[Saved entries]
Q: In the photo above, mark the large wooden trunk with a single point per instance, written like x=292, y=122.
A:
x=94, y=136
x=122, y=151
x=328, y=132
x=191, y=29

— To do —
Write the entries out once more, exactly, without dropping a line.

— Solution for this task —
Q: In the photo above, mark the large wooden trunk with a single point per instance, written like x=292, y=122.
A:
x=94, y=136
x=122, y=151
x=328, y=132
x=191, y=29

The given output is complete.